§ **PROBLEM SET**:
- 1) Answer these from the article on displacement in Daraa Province:
(a) What number of displaced people did UNHCR expect?
(b) When did the Syrian uprising begin?
(c) About how many registered refugees does Jordan have?
- 2) Carry on the article about displacement in Daraa Province from the point where it stops.

§ **EXCERPT PROVIDED**:
-- Opening Marker --
At least 270,000 people — about 1/3 of the population — have been displaced by pro-Assad assaults on Daraa Province in southern Syria since June 19.
UN Refugee Agency (UNHCR) spokesman Mohammad Hawari confirmed the figure on Monday, saying it had “exceeded our expectations of 200,000“. The agency expects the number to rise, with civilians fleeing to the borders with Jordan and the Israeli-occupied Golan Heights, but with both country refusing to allow entry.
Hostilities in south-west #Syria displaced an estimated 271,800 people, including some 60,000 people displaced to areas in close proximity to the Nasib/Jaber border crossing with #Jordanhttps://t.co/UU3SMIEwui pic.twitter.com/PCCgqYGo4e
— OCHA Syria (@OCHA_Syria) July 2, 2018
The UNHCR said about 164,000 displaced are now in camps and villages in Quneitra Province, close to the Golan Heights area.
The pro-Assad offensive to regain Daraa Province, where the Syrian uprising began in March 2011, began two weeks ago. Russia soon joined with airstrikes, breaking a “de-escalation zone” it had declared with the US last July, enabling ground advances in eastern Daraa Province and forcing surrender agreements in some towns in both the east and west.
The Syrian Network for Human Rights reports that 212 people were killed in the onslaught between June 15 and June 30. UNHCR noted reports that “suggests indiscriminate attacks on health facilities, schools, civil defense centers, and offices of local NGOs”.
About 6.2 million Syrians are internally displaced and 6.6 million are registered refugees. The total of 12.4 million is more than half Syria’s pre-conflict population.
Amnesty International’s Lynn Maalouf urged Jordan, which has about 630,000 registered refugees, to accept some of the newly displaced:
Daraa residents are effectively trapped — many of those who are displaced are living in makeshift tents in the searing heat with insufficient food, water or medical care, and with the constant fear of being exposed to attacks at any given point. Jordan’s border is their only gateway to safety.
-- Closing Marker --
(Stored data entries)
-- Opening Marker --
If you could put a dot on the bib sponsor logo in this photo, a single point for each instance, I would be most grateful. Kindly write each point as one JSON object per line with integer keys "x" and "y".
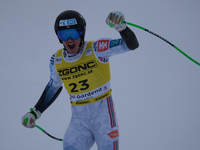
{"x": 113, "y": 134}
{"x": 67, "y": 22}
{"x": 114, "y": 43}
{"x": 103, "y": 45}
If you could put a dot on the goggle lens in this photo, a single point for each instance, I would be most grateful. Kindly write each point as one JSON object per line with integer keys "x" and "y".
{"x": 64, "y": 35}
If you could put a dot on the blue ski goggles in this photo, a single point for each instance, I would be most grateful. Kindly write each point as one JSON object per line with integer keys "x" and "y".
{"x": 73, "y": 34}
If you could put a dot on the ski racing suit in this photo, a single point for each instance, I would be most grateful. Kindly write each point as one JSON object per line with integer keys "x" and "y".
{"x": 86, "y": 77}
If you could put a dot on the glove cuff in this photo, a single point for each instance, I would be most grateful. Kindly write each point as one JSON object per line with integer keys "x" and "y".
{"x": 35, "y": 113}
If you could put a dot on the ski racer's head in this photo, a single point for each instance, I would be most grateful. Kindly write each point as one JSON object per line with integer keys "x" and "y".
{"x": 70, "y": 29}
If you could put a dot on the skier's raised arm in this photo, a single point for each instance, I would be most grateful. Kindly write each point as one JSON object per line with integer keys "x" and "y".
{"x": 114, "y": 20}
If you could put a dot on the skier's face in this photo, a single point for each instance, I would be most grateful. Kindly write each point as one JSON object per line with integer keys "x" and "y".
{"x": 72, "y": 46}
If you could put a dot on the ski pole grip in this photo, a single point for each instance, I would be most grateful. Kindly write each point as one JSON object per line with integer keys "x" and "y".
{"x": 25, "y": 120}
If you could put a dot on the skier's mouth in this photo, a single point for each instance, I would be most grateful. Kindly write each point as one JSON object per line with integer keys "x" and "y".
{"x": 71, "y": 46}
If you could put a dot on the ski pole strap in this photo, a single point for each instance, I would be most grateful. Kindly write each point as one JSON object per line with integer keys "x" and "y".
{"x": 92, "y": 100}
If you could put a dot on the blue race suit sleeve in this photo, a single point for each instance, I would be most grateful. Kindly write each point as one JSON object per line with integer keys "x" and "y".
{"x": 52, "y": 89}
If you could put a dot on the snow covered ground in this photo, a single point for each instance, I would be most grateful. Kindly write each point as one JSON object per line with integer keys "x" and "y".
{"x": 155, "y": 88}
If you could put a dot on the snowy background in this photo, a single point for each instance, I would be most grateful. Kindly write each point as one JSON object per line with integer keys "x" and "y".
{"x": 155, "y": 88}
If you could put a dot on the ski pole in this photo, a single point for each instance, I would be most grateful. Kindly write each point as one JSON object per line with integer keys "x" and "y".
{"x": 48, "y": 133}
{"x": 142, "y": 28}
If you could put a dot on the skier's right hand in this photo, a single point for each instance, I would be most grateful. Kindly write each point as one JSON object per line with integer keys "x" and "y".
{"x": 28, "y": 120}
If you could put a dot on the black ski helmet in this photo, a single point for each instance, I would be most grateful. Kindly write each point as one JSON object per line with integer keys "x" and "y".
{"x": 70, "y": 19}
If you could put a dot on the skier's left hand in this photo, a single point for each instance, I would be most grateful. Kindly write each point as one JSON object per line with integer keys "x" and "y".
{"x": 114, "y": 20}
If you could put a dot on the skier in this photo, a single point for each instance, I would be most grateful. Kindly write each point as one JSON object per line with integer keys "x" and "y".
{"x": 83, "y": 67}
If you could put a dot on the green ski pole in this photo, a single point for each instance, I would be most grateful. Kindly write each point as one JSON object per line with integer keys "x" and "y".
{"x": 142, "y": 28}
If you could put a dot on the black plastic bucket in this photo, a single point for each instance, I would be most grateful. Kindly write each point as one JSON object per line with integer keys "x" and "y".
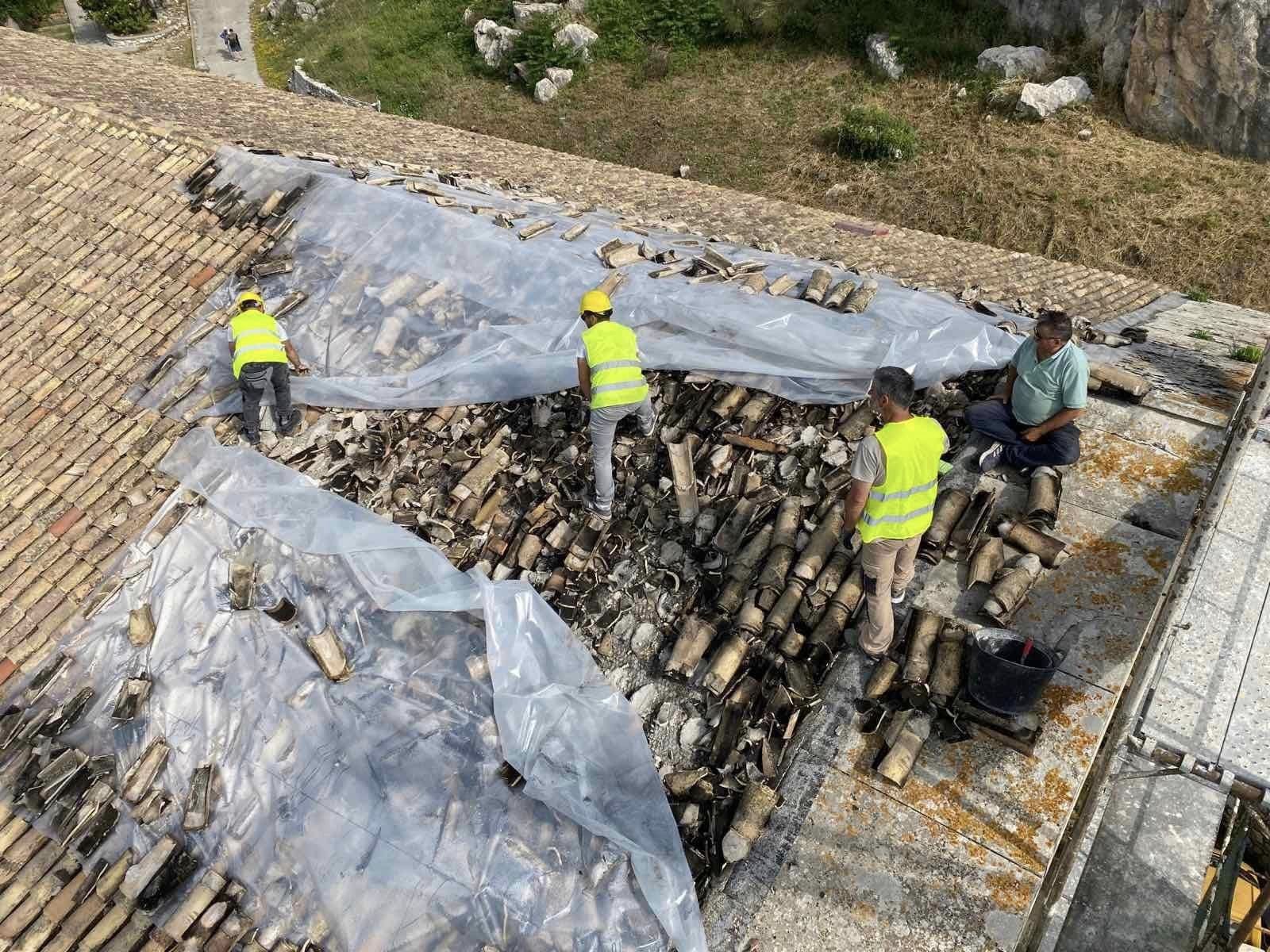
{"x": 996, "y": 678}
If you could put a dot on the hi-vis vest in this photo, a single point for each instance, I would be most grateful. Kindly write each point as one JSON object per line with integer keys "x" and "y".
{"x": 902, "y": 505}
{"x": 256, "y": 340}
{"x": 613, "y": 355}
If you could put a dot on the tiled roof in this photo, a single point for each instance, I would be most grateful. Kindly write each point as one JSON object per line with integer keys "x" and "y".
{"x": 101, "y": 263}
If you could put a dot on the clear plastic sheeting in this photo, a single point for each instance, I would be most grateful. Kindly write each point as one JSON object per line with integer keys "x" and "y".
{"x": 368, "y": 814}
{"x": 412, "y": 304}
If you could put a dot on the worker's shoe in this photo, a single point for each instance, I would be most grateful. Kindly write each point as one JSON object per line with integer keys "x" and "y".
{"x": 991, "y": 457}
{"x": 591, "y": 505}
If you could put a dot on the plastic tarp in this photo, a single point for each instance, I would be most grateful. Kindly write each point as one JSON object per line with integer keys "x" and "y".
{"x": 368, "y": 814}
{"x": 412, "y": 304}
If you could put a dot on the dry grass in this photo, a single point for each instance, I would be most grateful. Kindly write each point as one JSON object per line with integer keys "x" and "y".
{"x": 753, "y": 117}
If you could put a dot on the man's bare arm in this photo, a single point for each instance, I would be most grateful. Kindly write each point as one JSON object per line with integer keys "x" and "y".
{"x": 294, "y": 357}
{"x": 1060, "y": 419}
{"x": 856, "y": 498}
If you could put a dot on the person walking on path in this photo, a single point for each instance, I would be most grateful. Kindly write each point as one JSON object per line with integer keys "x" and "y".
{"x": 1032, "y": 424}
{"x": 611, "y": 380}
{"x": 895, "y": 480}
{"x": 262, "y": 353}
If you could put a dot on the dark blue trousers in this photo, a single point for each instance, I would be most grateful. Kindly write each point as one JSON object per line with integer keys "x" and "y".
{"x": 992, "y": 418}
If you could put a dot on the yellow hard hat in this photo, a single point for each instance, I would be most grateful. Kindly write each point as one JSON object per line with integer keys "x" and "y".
{"x": 595, "y": 302}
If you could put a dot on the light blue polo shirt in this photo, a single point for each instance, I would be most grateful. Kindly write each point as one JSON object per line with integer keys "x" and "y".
{"x": 1058, "y": 382}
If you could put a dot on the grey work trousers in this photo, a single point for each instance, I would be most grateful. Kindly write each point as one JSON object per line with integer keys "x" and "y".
{"x": 603, "y": 427}
{"x": 253, "y": 380}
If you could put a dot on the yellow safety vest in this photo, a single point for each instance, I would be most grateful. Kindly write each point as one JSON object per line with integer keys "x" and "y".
{"x": 903, "y": 505}
{"x": 613, "y": 357}
{"x": 256, "y": 340}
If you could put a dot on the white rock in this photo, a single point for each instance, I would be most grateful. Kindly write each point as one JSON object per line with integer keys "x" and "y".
{"x": 645, "y": 701}
{"x": 495, "y": 42}
{"x": 1015, "y": 61}
{"x": 559, "y": 76}
{"x": 645, "y": 641}
{"x": 545, "y": 90}
{"x": 577, "y": 36}
{"x": 1038, "y": 102}
{"x": 524, "y": 13}
{"x": 695, "y": 731}
{"x": 883, "y": 56}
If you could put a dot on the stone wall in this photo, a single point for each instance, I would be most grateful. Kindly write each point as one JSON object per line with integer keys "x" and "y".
{"x": 1195, "y": 70}
{"x": 304, "y": 84}
{"x": 137, "y": 41}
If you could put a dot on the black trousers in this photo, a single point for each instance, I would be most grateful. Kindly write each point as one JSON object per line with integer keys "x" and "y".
{"x": 252, "y": 381}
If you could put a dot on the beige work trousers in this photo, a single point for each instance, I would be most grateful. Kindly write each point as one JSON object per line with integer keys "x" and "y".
{"x": 888, "y": 568}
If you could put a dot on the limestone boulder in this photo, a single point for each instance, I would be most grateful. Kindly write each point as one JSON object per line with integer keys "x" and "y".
{"x": 495, "y": 42}
{"x": 524, "y": 13}
{"x": 883, "y": 56}
{"x": 1199, "y": 70}
{"x": 1015, "y": 61}
{"x": 1041, "y": 101}
{"x": 559, "y": 76}
{"x": 578, "y": 37}
{"x": 545, "y": 90}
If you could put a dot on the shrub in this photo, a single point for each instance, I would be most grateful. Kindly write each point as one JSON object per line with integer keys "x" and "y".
{"x": 537, "y": 50}
{"x": 121, "y": 17}
{"x": 874, "y": 135}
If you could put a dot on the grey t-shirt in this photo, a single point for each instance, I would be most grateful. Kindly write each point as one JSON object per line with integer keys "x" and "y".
{"x": 870, "y": 463}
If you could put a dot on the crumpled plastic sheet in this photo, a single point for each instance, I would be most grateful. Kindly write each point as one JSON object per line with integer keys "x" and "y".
{"x": 505, "y": 325}
{"x": 371, "y": 809}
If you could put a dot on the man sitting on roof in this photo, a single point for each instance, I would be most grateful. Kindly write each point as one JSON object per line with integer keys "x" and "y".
{"x": 1032, "y": 423}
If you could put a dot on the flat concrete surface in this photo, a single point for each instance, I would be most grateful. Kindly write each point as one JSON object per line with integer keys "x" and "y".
{"x": 1145, "y": 873}
{"x": 1213, "y": 698}
{"x": 210, "y": 17}
{"x": 84, "y": 29}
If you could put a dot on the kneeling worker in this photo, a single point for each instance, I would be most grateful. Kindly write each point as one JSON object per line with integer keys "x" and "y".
{"x": 895, "y": 480}
{"x": 260, "y": 353}
{"x": 610, "y": 378}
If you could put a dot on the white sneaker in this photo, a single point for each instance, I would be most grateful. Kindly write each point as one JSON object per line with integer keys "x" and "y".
{"x": 991, "y": 457}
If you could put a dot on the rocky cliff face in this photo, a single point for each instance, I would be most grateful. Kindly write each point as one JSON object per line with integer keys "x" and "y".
{"x": 1197, "y": 70}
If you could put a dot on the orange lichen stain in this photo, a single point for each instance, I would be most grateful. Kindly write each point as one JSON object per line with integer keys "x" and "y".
{"x": 1157, "y": 560}
{"x": 1009, "y": 894}
{"x": 1132, "y": 465}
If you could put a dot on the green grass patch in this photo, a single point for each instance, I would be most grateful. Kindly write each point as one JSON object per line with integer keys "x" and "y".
{"x": 872, "y": 135}
{"x": 29, "y": 14}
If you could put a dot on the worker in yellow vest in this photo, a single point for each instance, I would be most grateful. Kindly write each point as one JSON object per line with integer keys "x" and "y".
{"x": 260, "y": 353}
{"x": 611, "y": 380}
{"x": 895, "y": 479}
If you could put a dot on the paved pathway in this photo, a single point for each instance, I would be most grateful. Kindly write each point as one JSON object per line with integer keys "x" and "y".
{"x": 84, "y": 29}
{"x": 209, "y": 18}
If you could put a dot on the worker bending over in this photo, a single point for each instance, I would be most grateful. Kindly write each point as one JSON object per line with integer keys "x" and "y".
{"x": 1032, "y": 423}
{"x": 260, "y": 353}
{"x": 611, "y": 378}
{"x": 895, "y": 480}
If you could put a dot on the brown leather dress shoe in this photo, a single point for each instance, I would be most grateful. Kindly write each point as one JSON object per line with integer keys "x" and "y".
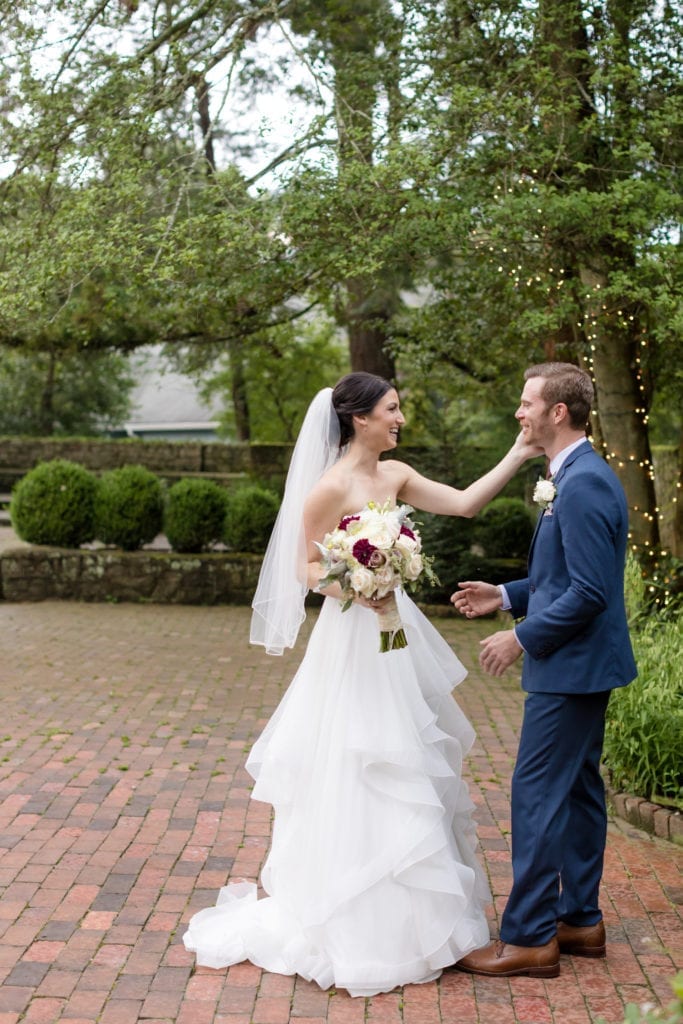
{"x": 499, "y": 960}
{"x": 588, "y": 941}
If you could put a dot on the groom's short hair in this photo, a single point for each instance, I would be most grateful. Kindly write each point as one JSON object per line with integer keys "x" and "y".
{"x": 568, "y": 384}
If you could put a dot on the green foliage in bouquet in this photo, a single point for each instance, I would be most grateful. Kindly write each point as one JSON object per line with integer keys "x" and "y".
{"x": 643, "y": 749}
{"x": 129, "y": 507}
{"x": 194, "y": 515}
{"x": 54, "y": 504}
{"x": 249, "y": 518}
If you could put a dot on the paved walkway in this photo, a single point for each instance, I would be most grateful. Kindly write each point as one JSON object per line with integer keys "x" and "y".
{"x": 124, "y": 806}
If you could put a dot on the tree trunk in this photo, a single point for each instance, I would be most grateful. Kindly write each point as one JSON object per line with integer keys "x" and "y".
{"x": 622, "y": 408}
{"x": 46, "y": 415}
{"x": 239, "y": 391}
{"x": 367, "y": 332}
{"x": 367, "y": 309}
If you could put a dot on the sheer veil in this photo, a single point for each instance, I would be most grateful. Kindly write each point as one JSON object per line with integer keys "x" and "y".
{"x": 279, "y": 601}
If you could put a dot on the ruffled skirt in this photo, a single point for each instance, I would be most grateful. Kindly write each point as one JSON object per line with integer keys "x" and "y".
{"x": 372, "y": 876}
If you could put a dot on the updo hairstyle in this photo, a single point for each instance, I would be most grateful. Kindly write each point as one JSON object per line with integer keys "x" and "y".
{"x": 356, "y": 394}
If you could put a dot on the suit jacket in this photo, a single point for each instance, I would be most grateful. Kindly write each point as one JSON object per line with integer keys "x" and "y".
{"x": 574, "y": 633}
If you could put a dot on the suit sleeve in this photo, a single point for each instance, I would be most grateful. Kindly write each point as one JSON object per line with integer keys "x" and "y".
{"x": 518, "y": 594}
{"x": 589, "y": 516}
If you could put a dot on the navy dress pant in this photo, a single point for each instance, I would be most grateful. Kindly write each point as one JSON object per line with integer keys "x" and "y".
{"x": 559, "y": 819}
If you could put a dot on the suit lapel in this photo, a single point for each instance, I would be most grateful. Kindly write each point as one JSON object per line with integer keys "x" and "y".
{"x": 579, "y": 451}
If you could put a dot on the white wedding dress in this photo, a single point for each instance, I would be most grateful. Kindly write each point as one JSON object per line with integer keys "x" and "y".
{"x": 372, "y": 876}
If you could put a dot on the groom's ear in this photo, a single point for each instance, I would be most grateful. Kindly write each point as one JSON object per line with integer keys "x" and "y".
{"x": 560, "y": 413}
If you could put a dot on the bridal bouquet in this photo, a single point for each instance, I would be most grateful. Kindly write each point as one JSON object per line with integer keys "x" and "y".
{"x": 372, "y": 554}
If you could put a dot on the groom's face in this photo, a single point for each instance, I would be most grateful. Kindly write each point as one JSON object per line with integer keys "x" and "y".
{"x": 535, "y": 417}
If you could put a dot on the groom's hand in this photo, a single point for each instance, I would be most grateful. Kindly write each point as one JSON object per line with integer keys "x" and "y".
{"x": 476, "y": 598}
{"x": 499, "y": 651}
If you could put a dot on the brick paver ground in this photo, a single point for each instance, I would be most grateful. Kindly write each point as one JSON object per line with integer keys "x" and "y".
{"x": 124, "y": 806}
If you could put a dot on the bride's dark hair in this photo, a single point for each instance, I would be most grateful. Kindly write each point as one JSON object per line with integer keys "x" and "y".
{"x": 356, "y": 394}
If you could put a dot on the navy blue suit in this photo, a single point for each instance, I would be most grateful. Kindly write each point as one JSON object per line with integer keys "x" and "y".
{"x": 577, "y": 645}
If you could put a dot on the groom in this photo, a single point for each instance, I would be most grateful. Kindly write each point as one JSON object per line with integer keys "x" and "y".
{"x": 577, "y": 649}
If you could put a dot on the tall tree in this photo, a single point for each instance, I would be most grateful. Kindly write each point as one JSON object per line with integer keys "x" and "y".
{"x": 560, "y": 128}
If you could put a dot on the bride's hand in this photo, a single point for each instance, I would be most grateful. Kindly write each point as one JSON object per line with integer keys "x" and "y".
{"x": 525, "y": 451}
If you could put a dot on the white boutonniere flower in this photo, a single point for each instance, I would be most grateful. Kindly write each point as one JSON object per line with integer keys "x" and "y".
{"x": 544, "y": 494}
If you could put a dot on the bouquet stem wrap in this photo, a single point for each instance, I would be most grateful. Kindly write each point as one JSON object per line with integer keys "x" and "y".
{"x": 392, "y": 635}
-- Closing Marker --
§ **ANSWERS TO THE EXERCISE**:
- 1)
(a) 200,000
(b) March 2011
(c) About 630,000

- 2)
But in a curious statement, given the scale of the pro-Assad air and ground assault — and Russia’s essential involvement — Jordan’s Foreign Minister Ayman Safadi said talks with Russian counterpart Sergey Lavrov, in Moscow on Wednesday, would prepare a peace deal which would allow tens of thousands of refugees to return from Jordan to Syria:
I look forward to a frank discussion to discuss how to arrive at a ceasefire as soon as possible.
There are speedy developments on the ground and the meeting hopefully will result in more understandings and steps forward containing the crisis and prevent more devastation.
Safadi said “tens of trailers…on the Jordanian border” were ready to deliver aid, but the UN needed to get approvals from the Assad regime for any provision of assistance.
On Sunday and Monday, a 37-truck convoy brought water and food for about 35,000 people to the Jaber/Nasib border area, according to UNHCR.
Near the Golan Heights, the Israel Defense Forces provided several tons of supplies, including food, medicine, and clothes, last weekend to some of the displaced. However, the IDF emphasized that none of them, apart from six admitted for urgent medical treatment, will be allowed into Israeli-controlled territory.